12/11/10, Noah’s Compass and Asparagus Soup

Tragedy is a tool for the living to gain wisdom, not a guide by which to live.

Robert Kennedy

Monday was 8/9/10. Uncommon occurrences like this give me a little thrill.

When I told my daughter about it she was disappointed not to be in school,  where she could have somehow put it to good use. “Oh but at least we’ll have school for 12/11/1o!”, she quickly recovered.

I won’t tell her just yet that it falls on a Saturday.

A little later in the day it hit me that 12/11/10 should have been a big day of celebration in my life, beyond the descending ordinal numbers. It would have been my father’s 80th birthday.

My father was an orphan by the time he was 15. In his ninth year, he suffered silently while his mother lie dying in their small New York apartment. After my own mother passed away, he shared a poignant story with me, for the first time.

It was the day of his fourth grade play, there had been a lot of rehearsals and excitement leading up to it. His classmates were thrilled to perform for an audience. From the stage, he scanned the seats filled with beaming parents, hoping maybe someone had been able to come to watch and applaud for him. He was alone.

Source material:

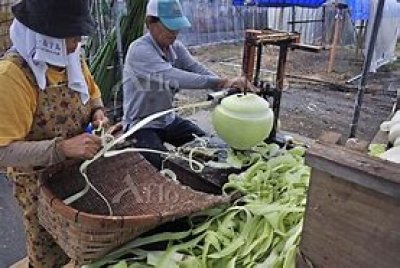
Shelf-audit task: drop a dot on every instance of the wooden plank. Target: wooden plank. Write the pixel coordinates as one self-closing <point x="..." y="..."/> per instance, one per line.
<point x="330" y="137"/>
<point x="347" y="225"/>
<point x="359" y="168"/>
<point x="307" y="47"/>
<point x="356" y="144"/>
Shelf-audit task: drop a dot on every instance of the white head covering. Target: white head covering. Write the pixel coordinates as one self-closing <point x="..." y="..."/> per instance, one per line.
<point x="39" y="50"/>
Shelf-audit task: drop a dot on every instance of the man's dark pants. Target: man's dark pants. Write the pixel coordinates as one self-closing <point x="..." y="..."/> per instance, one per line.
<point x="179" y="132"/>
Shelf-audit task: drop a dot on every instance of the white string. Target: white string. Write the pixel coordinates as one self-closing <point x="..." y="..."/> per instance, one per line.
<point x="108" y="141"/>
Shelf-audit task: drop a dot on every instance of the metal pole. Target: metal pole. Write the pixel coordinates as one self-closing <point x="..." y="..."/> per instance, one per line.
<point x="258" y="64"/>
<point x="367" y="65"/>
<point x="293" y="19"/>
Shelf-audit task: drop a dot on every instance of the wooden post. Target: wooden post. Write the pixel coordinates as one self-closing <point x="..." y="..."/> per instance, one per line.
<point x="249" y="52"/>
<point x="337" y="31"/>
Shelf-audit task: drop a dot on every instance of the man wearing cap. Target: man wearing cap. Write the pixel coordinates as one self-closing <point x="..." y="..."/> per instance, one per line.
<point x="48" y="97"/>
<point x="156" y="66"/>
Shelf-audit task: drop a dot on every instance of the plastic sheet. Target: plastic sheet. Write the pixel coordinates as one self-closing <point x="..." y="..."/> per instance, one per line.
<point x="385" y="47"/>
<point x="280" y="3"/>
<point x="359" y="9"/>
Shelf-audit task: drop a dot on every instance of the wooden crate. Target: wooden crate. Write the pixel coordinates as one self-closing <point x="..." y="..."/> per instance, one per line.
<point x="353" y="212"/>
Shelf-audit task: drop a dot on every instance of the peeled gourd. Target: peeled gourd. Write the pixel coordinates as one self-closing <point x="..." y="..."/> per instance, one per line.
<point x="243" y="120"/>
<point x="393" y="127"/>
<point x="394" y="132"/>
<point x="392" y="155"/>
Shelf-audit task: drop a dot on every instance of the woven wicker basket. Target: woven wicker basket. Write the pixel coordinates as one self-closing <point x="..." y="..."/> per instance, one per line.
<point x="140" y="197"/>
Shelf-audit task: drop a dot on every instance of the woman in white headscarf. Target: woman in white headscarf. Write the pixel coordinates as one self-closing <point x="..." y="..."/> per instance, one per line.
<point x="48" y="97"/>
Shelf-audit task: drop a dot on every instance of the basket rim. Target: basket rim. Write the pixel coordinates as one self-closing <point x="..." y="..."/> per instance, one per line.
<point x="85" y="217"/>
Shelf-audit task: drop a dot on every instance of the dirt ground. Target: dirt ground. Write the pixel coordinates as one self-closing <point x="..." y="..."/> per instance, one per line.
<point x="313" y="100"/>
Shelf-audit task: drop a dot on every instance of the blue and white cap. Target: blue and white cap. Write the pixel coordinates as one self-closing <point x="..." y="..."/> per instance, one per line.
<point x="169" y="12"/>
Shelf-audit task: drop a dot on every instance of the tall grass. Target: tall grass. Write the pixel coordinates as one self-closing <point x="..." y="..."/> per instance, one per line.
<point x="105" y="61"/>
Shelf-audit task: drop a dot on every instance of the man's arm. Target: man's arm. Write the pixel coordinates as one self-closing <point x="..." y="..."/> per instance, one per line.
<point x="188" y="63"/>
<point x="145" y="63"/>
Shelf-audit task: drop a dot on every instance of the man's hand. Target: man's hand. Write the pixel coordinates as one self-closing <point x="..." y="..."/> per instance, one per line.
<point x="83" y="146"/>
<point x="240" y="83"/>
<point x="99" y="118"/>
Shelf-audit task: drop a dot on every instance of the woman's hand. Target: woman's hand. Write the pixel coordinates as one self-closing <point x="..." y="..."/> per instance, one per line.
<point x="83" y="146"/>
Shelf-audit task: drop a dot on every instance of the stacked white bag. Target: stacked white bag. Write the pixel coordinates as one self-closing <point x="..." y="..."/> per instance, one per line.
<point x="393" y="127"/>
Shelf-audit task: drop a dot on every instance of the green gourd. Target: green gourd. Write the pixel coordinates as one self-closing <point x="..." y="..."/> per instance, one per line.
<point x="243" y="120"/>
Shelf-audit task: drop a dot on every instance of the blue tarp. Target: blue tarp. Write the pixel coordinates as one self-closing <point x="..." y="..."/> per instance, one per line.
<point x="359" y="9"/>
<point x="280" y="3"/>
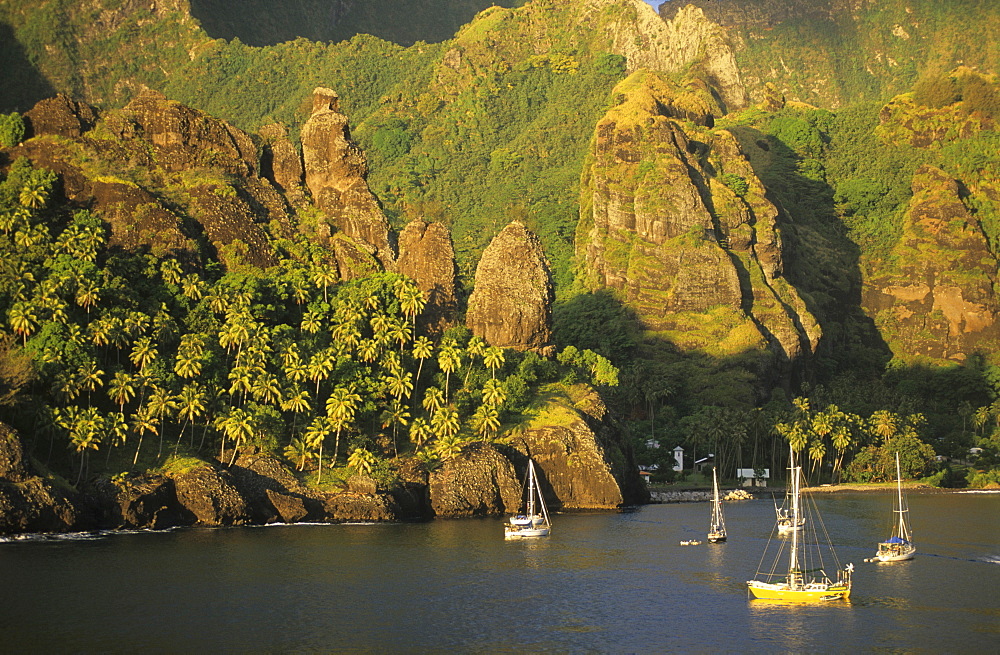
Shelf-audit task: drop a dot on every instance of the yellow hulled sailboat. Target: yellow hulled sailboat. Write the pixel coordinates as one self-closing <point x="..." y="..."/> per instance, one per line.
<point x="803" y="578"/>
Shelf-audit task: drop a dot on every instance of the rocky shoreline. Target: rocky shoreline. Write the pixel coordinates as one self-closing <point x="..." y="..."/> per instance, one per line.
<point x="697" y="496"/>
<point x="259" y="488"/>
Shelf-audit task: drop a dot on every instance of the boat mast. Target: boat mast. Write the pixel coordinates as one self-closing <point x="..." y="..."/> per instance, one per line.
<point x="531" y="488"/>
<point x="899" y="490"/>
<point x="715" y="502"/>
<point x="794" y="572"/>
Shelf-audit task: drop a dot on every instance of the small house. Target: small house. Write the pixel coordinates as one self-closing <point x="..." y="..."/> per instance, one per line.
<point x="749" y="477"/>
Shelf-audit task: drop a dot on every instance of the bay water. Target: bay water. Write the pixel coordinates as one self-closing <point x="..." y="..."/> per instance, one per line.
<point x="604" y="583"/>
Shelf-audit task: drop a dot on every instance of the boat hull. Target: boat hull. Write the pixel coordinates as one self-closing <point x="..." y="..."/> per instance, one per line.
<point x="768" y="591"/>
<point x="900" y="555"/>
<point x="516" y="532"/>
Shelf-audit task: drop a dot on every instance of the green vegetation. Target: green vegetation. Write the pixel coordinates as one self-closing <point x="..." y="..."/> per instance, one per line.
<point x="153" y="362"/>
<point x="474" y="131"/>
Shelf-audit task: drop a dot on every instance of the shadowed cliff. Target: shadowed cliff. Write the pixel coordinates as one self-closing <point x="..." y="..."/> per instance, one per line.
<point x="261" y="23"/>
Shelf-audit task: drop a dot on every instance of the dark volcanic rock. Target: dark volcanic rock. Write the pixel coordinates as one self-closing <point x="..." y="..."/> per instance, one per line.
<point x="427" y="255"/>
<point x="479" y="482"/>
<point x="281" y="163"/>
<point x="582" y="458"/>
<point x="183" y="137"/>
<point x="30" y="503"/>
<point x="61" y="116"/>
<point x="210" y="493"/>
<point x="335" y="170"/>
<point x="937" y="299"/>
<point x="511" y="304"/>
<point x="659" y="225"/>
<point x="146" y="502"/>
<point x="362" y="507"/>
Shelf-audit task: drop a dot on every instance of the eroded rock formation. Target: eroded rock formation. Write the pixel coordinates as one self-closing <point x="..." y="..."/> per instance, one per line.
<point x="479" y="482"/>
<point x="60" y="116"/>
<point x="511" y="305"/>
<point x="659" y="225"/>
<point x="281" y="163"/>
<point x="209" y="166"/>
<point x="583" y="461"/>
<point x="335" y="170"/>
<point x="31" y="503"/>
<point x="938" y="300"/>
<point x="426" y="254"/>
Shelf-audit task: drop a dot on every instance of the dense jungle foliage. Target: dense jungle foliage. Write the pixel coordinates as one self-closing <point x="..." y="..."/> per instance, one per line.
<point x="139" y="357"/>
<point x="475" y="131"/>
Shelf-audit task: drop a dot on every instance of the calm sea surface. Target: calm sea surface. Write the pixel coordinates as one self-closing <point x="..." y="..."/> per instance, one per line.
<point x="609" y="583"/>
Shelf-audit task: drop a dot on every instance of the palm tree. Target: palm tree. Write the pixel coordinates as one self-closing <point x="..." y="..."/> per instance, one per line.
<point x="297" y="401"/>
<point x="170" y="270"/>
<point x="486" y="421"/>
<point x="362" y="461"/>
<point x="419" y="432"/>
<point x="315" y="435"/>
<point x="411" y="301"/>
<point x="445" y="422"/>
<point x="193" y="287"/>
<point x="143" y="421"/>
<point x="190" y="406"/>
<point x="324" y="275"/>
<point x="266" y="389"/>
<point x="143" y="353"/>
<point x="449" y="360"/>
<point x="85" y="435"/>
<point x="237" y="426"/>
<point x="240" y="377"/>
<point x="368" y="350"/>
<point x="188" y="365"/>
<point x="422" y="350"/>
<point x="395" y="415"/>
<point x="320" y="365"/>
<point x="448" y="447"/>
<point x="476" y="348"/>
<point x="433" y="399"/>
<point x="117" y="430"/>
<point x="340" y="408"/>
<point x="90" y="377"/>
<point x="33" y="194"/>
<point x="493" y="358"/>
<point x="380" y="328"/>
<point x="161" y="403"/>
<point x="400" y="384"/>
<point x="121" y="389"/>
<point x="493" y="393"/>
<point x="884" y="424"/>
<point x="400" y="332"/>
<point x="23" y="320"/>
<point x="298" y="448"/>
<point x="312" y="322"/>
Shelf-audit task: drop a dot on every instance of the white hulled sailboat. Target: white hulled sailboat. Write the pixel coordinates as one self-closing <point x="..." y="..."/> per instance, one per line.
<point x="899" y="546"/>
<point x="534" y="522"/>
<point x="717" y="528"/>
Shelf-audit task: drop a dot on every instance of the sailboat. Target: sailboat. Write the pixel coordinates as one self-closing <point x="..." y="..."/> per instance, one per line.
<point x="534" y="522"/>
<point x="783" y="513"/>
<point x="804" y="578"/>
<point x="899" y="546"/>
<point x="717" y="529"/>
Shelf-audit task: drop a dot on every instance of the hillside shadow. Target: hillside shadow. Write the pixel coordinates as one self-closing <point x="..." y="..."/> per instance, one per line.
<point x="821" y="262"/>
<point x="263" y="23"/>
<point x="23" y="84"/>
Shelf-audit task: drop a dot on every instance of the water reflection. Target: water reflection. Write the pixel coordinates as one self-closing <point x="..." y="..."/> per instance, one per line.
<point x="599" y="583"/>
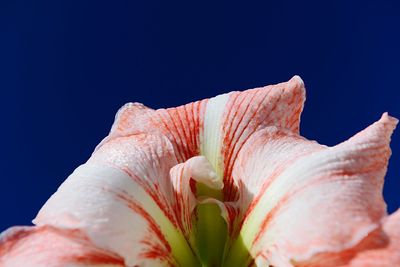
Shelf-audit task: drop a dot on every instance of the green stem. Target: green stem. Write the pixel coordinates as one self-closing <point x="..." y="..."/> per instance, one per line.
<point x="211" y="229"/>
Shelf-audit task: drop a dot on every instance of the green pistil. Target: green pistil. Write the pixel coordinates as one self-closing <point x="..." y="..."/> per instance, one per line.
<point x="211" y="229"/>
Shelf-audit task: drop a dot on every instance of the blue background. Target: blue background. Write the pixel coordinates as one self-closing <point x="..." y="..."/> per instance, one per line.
<point x="67" y="66"/>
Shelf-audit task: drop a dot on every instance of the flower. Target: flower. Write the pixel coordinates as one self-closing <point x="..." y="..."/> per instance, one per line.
<point x="226" y="181"/>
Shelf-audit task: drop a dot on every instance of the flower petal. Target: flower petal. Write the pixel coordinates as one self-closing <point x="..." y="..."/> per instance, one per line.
<point x="120" y="198"/>
<point x="232" y="118"/>
<point x="51" y="247"/>
<point x="343" y="184"/>
<point x="384" y="256"/>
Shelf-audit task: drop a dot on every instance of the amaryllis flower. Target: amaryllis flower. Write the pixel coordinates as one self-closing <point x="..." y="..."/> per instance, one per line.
<point x="226" y="181"/>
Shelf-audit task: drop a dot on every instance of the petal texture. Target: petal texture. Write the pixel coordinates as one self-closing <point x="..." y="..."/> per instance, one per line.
<point x="51" y="247"/>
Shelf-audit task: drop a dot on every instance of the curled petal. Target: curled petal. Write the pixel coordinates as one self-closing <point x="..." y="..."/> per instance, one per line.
<point x="121" y="198"/>
<point x="343" y="184"/>
<point x="52" y="247"/>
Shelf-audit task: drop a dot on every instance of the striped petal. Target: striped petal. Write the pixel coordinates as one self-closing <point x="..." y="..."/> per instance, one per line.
<point x="304" y="199"/>
<point x="52" y="247"/>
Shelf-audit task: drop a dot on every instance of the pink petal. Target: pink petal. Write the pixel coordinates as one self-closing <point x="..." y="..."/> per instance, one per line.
<point x="120" y="199"/>
<point x="51" y="247"/>
<point x="309" y="199"/>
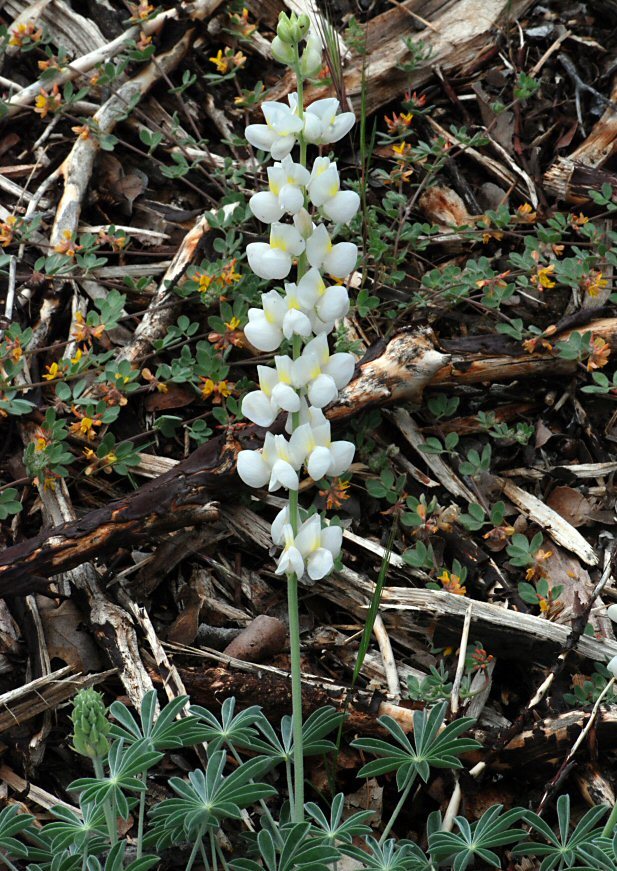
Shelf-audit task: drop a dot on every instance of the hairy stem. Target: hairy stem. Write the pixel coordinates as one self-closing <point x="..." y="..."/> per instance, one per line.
<point x="110" y="819"/>
<point x="396" y="811"/>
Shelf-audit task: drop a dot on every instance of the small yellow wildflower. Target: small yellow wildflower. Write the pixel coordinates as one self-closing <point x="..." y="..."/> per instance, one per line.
<point x="220" y="61"/>
<point x="398" y="123"/>
<point x="84" y="426"/>
<point x="140" y="11"/>
<point x="543" y="278"/>
<point x="526" y="213"/>
<point x="53" y="371"/>
<point x="68" y="245"/>
<point x="538" y="570"/>
<point x="240" y="23"/>
<point x="153" y="382"/>
<point x="7" y="230"/>
<point x="217" y="390"/>
<point x="452" y="583"/>
<point x="594" y="283"/>
<point x="83" y="132"/>
<point x="335" y="494"/>
<point x="46" y="103"/>
<point x="23" y="33"/>
<point x="229" y="274"/>
<point x="600" y="352"/>
<point x="401" y="149"/>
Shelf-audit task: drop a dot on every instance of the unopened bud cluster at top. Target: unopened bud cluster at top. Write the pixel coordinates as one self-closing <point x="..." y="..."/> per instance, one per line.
<point x="303" y="312"/>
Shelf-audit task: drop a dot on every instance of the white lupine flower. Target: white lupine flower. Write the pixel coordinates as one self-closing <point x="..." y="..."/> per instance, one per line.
<point x="280" y="521"/>
<point x="273" y="259"/>
<point x="324" y="181"/>
<point x="337" y="260"/>
<point x="275" y="465"/>
<point x="323" y="305"/>
<point x="333" y="305"/>
<point x="321" y="373"/>
<point x="282" y="51"/>
<point x="331" y="127"/>
<point x="278" y="134"/>
<point x="283" y="392"/>
<point x="325" y="193"/>
<point x="319" y="547"/>
<point x="312" y="123"/>
<point x="275" y="394"/>
<point x="285" y="180"/>
<point x="310" y="62"/>
<point x="323" y="456"/>
<point x="264" y="329"/>
<point x="303" y="223"/>
<point x="291" y="559"/>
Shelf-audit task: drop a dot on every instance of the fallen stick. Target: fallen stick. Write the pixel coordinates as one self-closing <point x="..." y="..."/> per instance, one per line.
<point x="396" y="371"/>
<point x="571" y="178"/>
<point x="197" y="12"/>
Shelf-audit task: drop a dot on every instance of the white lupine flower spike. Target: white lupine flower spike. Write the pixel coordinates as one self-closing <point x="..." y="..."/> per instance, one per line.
<point x="304" y="210"/>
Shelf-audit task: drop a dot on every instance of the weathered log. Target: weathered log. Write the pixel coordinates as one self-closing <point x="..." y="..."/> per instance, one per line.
<point x="454" y="35"/>
<point x="571" y="178"/>
<point x="182" y="497"/>
<point x="393" y="371"/>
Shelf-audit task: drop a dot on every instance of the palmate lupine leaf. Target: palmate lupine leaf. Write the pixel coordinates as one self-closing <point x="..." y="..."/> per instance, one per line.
<point x="206" y="798"/>
<point x="298" y="849"/>
<point x="320" y="723"/>
<point x="562" y="849"/>
<point x="14" y="822"/>
<point x="426" y="748"/>
<point x="335" y="828"/>
<point x="70" y="828"/>
<point x="124" y="765"/>
<point x="164" y="732"/>
<point x="475" y="842"/>
<point x="232" y="729"/>
<point x="392" y="855"/>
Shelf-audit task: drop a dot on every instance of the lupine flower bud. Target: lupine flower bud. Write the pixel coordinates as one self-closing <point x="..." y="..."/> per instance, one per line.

Challenges:
A. Show each line of the records that contains the word "yellow", copying those lines in full.
B. Proceed with the blog post about the date 12/11/10 and the writer's father, starting right after its last sentence.

Expected results:
A.
Shelf-audit task: drop a dot on every instance of the yellow hulled sailboat. Target: yellow hulled sailboat. Write the pixel coordinates as one self-closing <point x="..." y="..."/> per instance, one per line.
Shelf-audit task: drop a dot on every instance of the small yellow wildflower. Target: small yellow wildflower. Write the pixel coordinates as one self-closing <point x="..." y="..."/> per instance, one per line.

B.
When he got home from school that day, he was met in front of his apartment building by an aunt who told him not to go inside.

His mother had died.

My young father took off running, aimlessly, as an uncle chased after him. When his uncle finally caught up, he took him to a relative’s apartment a few blocks away for a while. Away from the sadness.

My grandfather felt he was unable to raise his two sons on his own. He worked nights and wouldn’t be available to a 9 and 4 year old in the way they needed. The boys were split up and lived with different relatives until they were adults. For my father it was like musical homes. Times were tough and everyone was struggling financially so some family members could only keep him for a few months at a time. Some were very receptive to sharing their homes with them, others felt it was a burden. My father heard many a heated ‘discussion’ over whose home he’d live in next. He took it all in and it festered within.

My father carried it all with him always. “Children didn’t get counseling in those years when they experienced such tragedy,” he told me. He punished himself, even as an adult for the suffering he experienced, always remembering it with the pain of the child he was.

In his late twenties, he was rescued by my mom. They met at a singles weekend in the Catskills. She, the epitome of maternal caregiver, a school teacher, found the perfect fit with this man so desperately in need of nurturing. Dad won her over with his fantastic dry wit, his bag of tricks he always relied upon to get the approval of others.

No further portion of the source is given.